(Records for the task)
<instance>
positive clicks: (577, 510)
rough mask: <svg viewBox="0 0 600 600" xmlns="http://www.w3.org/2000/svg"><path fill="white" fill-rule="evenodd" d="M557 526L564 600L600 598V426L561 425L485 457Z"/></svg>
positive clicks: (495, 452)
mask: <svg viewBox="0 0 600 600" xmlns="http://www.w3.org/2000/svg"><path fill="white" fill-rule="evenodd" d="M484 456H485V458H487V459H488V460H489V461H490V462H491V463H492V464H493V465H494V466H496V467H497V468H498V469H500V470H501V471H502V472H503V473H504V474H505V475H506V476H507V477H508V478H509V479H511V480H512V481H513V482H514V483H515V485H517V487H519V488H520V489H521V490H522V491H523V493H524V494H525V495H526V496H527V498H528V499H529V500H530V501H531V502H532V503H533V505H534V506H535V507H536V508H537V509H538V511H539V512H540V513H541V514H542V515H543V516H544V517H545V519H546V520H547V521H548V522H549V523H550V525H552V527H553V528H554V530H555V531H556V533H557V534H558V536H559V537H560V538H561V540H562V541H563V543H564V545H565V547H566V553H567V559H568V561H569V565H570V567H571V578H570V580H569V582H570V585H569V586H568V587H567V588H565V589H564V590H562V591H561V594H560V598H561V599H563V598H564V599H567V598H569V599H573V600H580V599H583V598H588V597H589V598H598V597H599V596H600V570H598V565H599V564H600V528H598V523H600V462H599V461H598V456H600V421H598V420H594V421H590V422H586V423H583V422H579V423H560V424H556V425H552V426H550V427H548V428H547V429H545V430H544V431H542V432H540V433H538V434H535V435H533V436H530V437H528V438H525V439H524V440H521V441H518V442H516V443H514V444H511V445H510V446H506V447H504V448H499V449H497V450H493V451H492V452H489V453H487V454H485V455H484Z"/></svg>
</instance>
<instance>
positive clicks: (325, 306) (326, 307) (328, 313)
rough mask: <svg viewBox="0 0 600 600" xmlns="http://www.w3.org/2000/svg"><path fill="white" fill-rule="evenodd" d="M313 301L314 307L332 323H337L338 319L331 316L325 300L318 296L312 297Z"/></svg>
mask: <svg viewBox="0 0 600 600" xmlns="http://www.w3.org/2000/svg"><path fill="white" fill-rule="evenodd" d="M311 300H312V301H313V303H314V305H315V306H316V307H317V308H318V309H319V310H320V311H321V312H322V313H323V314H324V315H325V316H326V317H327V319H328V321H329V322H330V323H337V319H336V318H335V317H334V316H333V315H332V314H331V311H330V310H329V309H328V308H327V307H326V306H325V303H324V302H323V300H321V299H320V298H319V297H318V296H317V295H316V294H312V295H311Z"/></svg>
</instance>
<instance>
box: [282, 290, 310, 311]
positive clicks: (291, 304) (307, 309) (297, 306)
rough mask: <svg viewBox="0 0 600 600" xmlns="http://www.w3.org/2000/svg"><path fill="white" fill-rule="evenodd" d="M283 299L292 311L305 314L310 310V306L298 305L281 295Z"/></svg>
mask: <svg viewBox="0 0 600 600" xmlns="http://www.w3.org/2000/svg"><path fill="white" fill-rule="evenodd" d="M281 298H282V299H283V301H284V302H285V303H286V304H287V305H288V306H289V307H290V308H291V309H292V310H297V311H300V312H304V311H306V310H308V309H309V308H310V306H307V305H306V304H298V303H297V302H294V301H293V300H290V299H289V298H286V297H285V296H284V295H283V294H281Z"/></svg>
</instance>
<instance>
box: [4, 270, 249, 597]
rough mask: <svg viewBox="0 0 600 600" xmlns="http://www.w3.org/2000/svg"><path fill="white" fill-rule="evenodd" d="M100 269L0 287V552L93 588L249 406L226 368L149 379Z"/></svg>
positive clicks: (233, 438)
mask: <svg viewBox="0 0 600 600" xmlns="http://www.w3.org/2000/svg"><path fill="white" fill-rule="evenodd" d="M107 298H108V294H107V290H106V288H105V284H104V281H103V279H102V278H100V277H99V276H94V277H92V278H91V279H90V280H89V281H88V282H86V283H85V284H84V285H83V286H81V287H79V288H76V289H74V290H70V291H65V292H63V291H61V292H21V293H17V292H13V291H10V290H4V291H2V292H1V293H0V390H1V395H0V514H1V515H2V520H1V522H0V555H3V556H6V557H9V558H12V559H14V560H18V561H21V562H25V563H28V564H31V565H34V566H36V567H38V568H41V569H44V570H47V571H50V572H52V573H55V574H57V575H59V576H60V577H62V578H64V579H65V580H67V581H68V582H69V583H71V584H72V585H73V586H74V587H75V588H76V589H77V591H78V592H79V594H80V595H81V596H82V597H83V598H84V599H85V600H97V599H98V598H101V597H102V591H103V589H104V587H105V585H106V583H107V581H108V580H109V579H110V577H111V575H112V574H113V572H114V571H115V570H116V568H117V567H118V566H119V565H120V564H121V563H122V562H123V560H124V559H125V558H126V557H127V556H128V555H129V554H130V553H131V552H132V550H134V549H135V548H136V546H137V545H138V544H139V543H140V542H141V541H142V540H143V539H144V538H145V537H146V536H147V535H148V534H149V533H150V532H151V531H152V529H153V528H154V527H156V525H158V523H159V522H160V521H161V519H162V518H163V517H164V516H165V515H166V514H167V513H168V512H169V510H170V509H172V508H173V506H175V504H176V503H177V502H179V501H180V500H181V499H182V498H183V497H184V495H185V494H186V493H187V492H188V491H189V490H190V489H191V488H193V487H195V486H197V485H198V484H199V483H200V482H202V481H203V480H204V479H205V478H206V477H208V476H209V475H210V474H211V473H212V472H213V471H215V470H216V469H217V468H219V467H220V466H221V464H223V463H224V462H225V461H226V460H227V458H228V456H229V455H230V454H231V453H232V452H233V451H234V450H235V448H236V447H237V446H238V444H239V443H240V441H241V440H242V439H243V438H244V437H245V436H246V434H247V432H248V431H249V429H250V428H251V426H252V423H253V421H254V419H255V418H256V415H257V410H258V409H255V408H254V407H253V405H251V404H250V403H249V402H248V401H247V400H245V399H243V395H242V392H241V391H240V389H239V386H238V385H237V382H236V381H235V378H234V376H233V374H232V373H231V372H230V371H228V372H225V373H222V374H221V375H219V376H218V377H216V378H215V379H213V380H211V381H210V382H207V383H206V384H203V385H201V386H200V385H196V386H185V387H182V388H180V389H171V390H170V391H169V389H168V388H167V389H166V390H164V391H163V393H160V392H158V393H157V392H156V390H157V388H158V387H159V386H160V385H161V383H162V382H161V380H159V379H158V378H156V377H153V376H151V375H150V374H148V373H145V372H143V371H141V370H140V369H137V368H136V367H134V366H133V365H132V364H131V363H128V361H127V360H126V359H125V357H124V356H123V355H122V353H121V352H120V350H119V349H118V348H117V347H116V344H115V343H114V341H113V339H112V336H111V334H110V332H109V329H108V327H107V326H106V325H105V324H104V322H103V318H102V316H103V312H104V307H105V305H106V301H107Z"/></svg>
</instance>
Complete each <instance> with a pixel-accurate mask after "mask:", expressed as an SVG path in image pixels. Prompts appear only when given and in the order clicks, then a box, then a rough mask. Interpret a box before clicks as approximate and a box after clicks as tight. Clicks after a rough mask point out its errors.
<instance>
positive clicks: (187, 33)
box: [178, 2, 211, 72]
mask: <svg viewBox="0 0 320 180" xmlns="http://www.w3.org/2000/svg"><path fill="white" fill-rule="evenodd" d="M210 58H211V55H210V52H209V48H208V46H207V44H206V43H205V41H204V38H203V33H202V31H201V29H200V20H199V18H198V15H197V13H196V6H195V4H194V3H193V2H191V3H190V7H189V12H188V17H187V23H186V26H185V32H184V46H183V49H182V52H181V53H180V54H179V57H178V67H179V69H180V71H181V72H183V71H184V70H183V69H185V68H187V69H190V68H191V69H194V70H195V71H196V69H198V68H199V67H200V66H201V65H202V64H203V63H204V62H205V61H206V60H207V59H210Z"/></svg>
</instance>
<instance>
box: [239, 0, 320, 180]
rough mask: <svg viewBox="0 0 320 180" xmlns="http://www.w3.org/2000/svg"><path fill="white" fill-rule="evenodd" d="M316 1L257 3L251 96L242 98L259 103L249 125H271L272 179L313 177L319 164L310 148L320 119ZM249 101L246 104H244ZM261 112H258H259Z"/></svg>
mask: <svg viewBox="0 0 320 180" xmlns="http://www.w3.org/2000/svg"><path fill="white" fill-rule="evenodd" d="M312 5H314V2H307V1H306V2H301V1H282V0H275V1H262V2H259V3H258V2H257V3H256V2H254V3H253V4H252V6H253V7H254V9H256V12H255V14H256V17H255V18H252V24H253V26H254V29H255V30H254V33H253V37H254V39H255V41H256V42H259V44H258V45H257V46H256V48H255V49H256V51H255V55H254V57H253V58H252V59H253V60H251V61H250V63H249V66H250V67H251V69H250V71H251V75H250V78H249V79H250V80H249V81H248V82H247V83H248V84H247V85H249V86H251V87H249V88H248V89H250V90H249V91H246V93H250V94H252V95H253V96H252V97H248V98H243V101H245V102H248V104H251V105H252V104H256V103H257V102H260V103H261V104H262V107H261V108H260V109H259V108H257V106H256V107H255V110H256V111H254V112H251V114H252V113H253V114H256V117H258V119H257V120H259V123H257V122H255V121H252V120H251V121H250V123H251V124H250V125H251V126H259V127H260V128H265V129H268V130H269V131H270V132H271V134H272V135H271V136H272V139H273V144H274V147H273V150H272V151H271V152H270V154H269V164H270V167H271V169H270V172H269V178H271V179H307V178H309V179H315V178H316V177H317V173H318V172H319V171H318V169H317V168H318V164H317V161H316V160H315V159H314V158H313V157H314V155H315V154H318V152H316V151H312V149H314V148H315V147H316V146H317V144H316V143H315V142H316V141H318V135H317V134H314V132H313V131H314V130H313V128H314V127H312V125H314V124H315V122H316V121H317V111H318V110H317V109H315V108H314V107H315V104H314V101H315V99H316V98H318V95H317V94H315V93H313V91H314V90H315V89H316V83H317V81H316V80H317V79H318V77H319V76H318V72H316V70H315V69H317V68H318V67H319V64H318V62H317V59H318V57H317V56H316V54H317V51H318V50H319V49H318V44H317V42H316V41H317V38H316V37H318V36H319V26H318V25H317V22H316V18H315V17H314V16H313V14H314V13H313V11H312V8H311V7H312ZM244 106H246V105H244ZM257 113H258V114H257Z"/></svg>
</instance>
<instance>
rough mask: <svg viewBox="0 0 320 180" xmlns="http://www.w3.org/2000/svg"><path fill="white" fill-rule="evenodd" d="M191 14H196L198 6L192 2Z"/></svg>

(What you will do)
Please list each line above that contains the string "positive", copying every such line in full. Case counts.

(Completed task)
positive clicks: (577, 510)
positive clicks: (495, 452)
positive clicks: (325, 306) (326, 307) (328, 313)
positive clicks: (291, 304) (307, 309) (297, 306)
positive clicks: (233, 438)
positive clicks: (187, 33)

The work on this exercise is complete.